▶ [Record excerpts]

┌────────

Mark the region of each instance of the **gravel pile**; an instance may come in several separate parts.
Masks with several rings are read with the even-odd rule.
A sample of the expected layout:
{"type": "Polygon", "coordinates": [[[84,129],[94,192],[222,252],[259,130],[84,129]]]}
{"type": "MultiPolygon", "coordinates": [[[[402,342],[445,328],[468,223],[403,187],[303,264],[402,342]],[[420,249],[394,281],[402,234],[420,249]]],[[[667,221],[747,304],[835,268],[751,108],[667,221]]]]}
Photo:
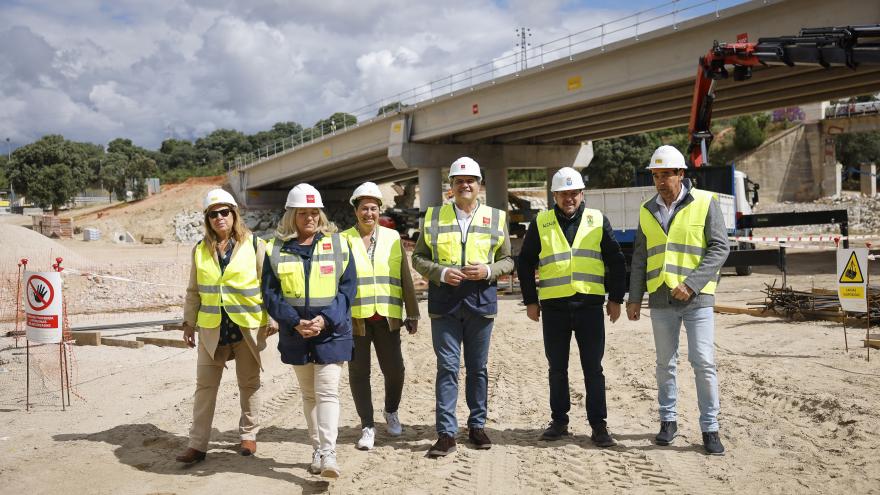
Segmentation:
{"type": "MultiPolygon", "coordinates": [[[[242,214],[245,225],[258,236],[266,239],[272,235],[283,212],[275,210],[248,210],[242,214]]],[[[183,211],[171,219],[174,239],[182,243],[199,241],[205,232],[205,217],[200,211],[183,211]]]]}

└────────

▶ [Task objective]
Gather every line of the data above that contains the string "type". Case counts.

▶ [Response to the exercise]
{"type": "Polygon", "coordinates": [[[84,129],[94,192],[222,252],[259,130],[84,129]]]}
{"type": "MultiPolygon", "coordinates": [[[[402,342],[445,328],[468,223],[403,187],[303,264],[402,342]],[[420,249],[394,281],[402,234],[420,249]]],[[[667,221],[747,304],[835,268],[751,108],[667,221]]]]}
{"type": "MultiPolygon", "coordinates": [[[[242,214],[245,225],[258,236],[266,239],[272,235],[283,212],[275,210],[248,210],[242,214]]],[[[183,211],[171,219],[174,239],[182,243],[199,241],[205,232],[205,217],[200,211],[183,211]]]]}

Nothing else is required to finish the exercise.